**Page text:**
★ ★ ★ ★ ★
TONAWANDA, N.Y. (WIVB-TV) – Town of Tonawanda Police are hoping to set the record straight regarding the arrest this summer of a young Black man at a Speedway store.

Assistant Chief Nicholas Bado says while the officers involved met probable cause to arrest Eric Martin based on the information they had at the time, in an ongoing effort to learn, reform, and grow, the department is seeing how they could have handled this differently.

“These are things that we’re looking to learn from and grow from moving forward and educate our officers to lead more in a manner that is in a de-escalation mindset,” Bado said.

On July 9, Eric Martin’s family says he went to cash in a winning lottery ticket at the Speedway at 535 Kenmore Avenue. The store manager called police to say the lottery ticket he was trying to cash was stolen, apparently believing it to have been stolen in a smash-and-grab burglary at the same Speedway the night before.

Town of Tonawanda Police responded, arresting him and charging him with criminal possession of stolen property. In police body camera video, officers repeatedly ask Martin to voluntarily go with them in a patrol car to the police station for questioning. Martin repeats that he will not go with them. The exchange grows tenser until four officers get Martin on the ground and handcuff him. They also charged him with resisting arrest.

Town of Tonawanda Police issued this press release on Thursday evening.

Martin’s family has publicly expressed outrage since this happened.

“As a father, to see that happen to my son – my son’s not a great kid, he’s a good kid. It’s just unreal,” Eric Martin Senior said about his son.

Days later, Tonawanda police say Speedway contacted their office to offer evidence that Martin legally purchased his ticket, and police quickly dropped the criminal charges against Martin. Police believe Speedway miscalculated its inventory from the burglary, incorrectly marking more lottery tickets as stolen than were actually taken.

Martin is still upset he was taken away in front of his kids.
★ ★ ★ ★ ★
**Activities:**
(A) Please reproduce the part of the Tonawanda arrest report that opens with the words containing "Town of Tonawanda Police issued" and closes with "were actually taken.".
(B) Extend the Tonawanda arrest report with a few sentences that pick up after its final line.
The material after this point comes from a separate source.

**Recorded information:**
★ ★ ★ ★ ★
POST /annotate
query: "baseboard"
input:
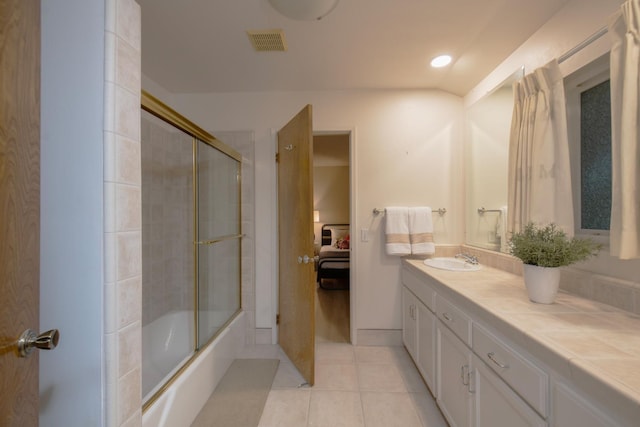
★ ★ ★ ★ ★
**Outputs in order:**
(A)
Town of Tonawanda Police issued this press release on Thursday evening.

Martin’s family has publicly expressed outrage since this happened.

“As a father, to see that happen to my son – my son’s not a great kid, he’s a good kid. It’s just unreal,” Eric Martin Senior said about his son.

Days later, Tonawanda police say Speedway contacted their office to offer evidence that Martin legally purchased his ticket, and police quickly dropped the criminal charges against Martin. Police believe Speedway miscalculated its inventory from the burglary, incorrectly marking more lottery tickets as stolen than were actually taken.

(B)
“Mr. Martin was willing to drive to the police station. He didn’t want to get in the back of a police car,” said Martin’s attorney, John Feroleto, who said his client and his children have been hurt by this.

“He was uncomfortable with that, and I respect his feelings on that. So that’s when, again, I think there’s a lot of internal discussion over where we could have taken this, how the decision making came into play. What could we do better?” Assistant Chief Bado said.

Bado says two officers could face discipline for violating a coronavirus-related directive for the police chief, which advises officers not to take people into custody for alleged low-level crimes like the one this appeared to be. Bado said according to the departments collective bargaining agreement, discipline could range anywhere from a letter in the officers’ files to termination.

Bado also says this controversy has led to misinformation.

Martin’s father says his son was kicked, but Bado says that was a strategic tactic called the peroneal strike, which targets a nerve above the knee to loosen a person’s body and has no long-term lasting effects.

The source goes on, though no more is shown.